After Labor Loses State Election, Former Queensland Premier Anna Blight Battles Cancer
After Labor lost the last state election in 2012, former Queensland Premier Anna Bligh is now battling cancer. The 52-year-old politician was diagnosed with non-Hodgkin lymphoma after a tumour was removed from her neck at the St Vincent Hospital in Sydney last week.
The biopsy said the tumour is cancerous. There are about 4,700 new diagnoses of non-Hodgkin lymphoma yearly in Australia. The Cancer Council Australia said that people who are aged 85 have one in 42 chances of being diagnosed with the ailment.
However, people diagnosed with the disease have a survival rate of 71 per cent after five years, the Australian Institute of Health and Welfare said, but added individual circumstances vary per patient.
Ms Bligh said she will under further tests and is preparing to undergo treatment.
When news of her ailment was known, Labor members extended their support for the former premier.
Prime Minister Julia Gillard wished her a speedy recovery, while Treasurer Wayne Swan said the ex-MP is a tough woman. Andrew Fraser, former deputy premier of Queensland, said Ms Bligh is "capable of overcoming adversity and doing so with good humour and optimism."
Labor MP Curtis Pitt encouraged Ms Blight to fight, citing her father's battle with the same ailment and victory.
Ms Bligh was initially appointed deputy premier to Peter Beattie in 2005 and became premier in 2007. She won the 2009 Queensland election, becoming Australia's first popularly elected female premier.
Although she was widely supported for how she handled the state floods in 2011, she lost the 2012 election when the Liberal National Party won in a landslide victory.
After the party's loss, Ms Bligh quit her post as MP for 17 years and moved to Sydney, but recently went back to Brisbane to attend the investigation into the troubled Queensland Health payroll system.

Data for referring expressions based on photos:
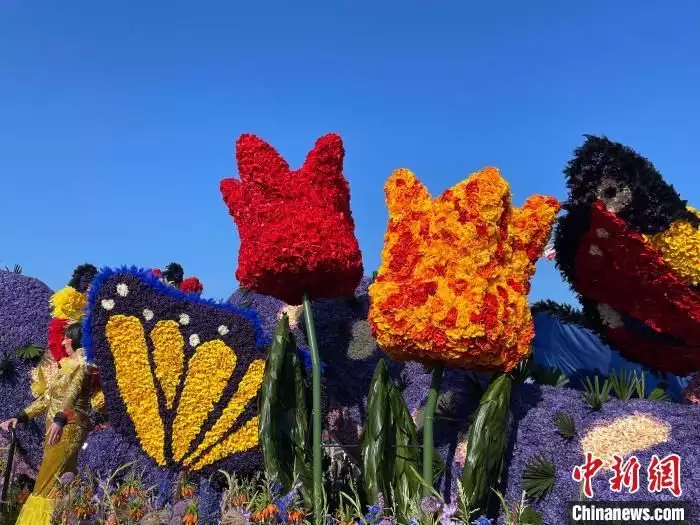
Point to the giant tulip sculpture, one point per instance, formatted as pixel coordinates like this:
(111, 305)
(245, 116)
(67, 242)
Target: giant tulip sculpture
(452, 291)
(297, 239)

Actions to take:
1 – Retype the passage of the Anna Bligh article from "After Labor Loses" up to and including "to undergo treatment.".
2 – According to the Anna Bligh article, in what year did she become premier of Queensland?
The records are separate material and have no connection to the article about Anna Bligh.

Exercise solutions:
1 –
After Labor Loses State Election, Former Queensland Premier Anna Blight Battles Cancer
After Labor lost the last state election in 2012, former Queensland Premier Anna Bligh is now battling cancer. The 52-year-old politician was diagnosed with non-Hodgkin lymphoma after a tumour was removed from her neck at the St Vincent Hospital in Sydney last week.
The biopsy said the tumour is cancerous. There are about 4,700 new diagnoses of non-Hodgkin lymphoma yearly in Australia. The Cancer Council Australia said that people who are aged 85 have one in 42 chances of being diagnosed with the ailment.
However, people diagnosed with the disease have a survival rate of 71 per cent after five years, the Australian Institute of Health and Welfare said, but added individual circumstances vary per patient.
Ms Bligh said she will under further tests and is preparing to undergo treatment.

2 – 2007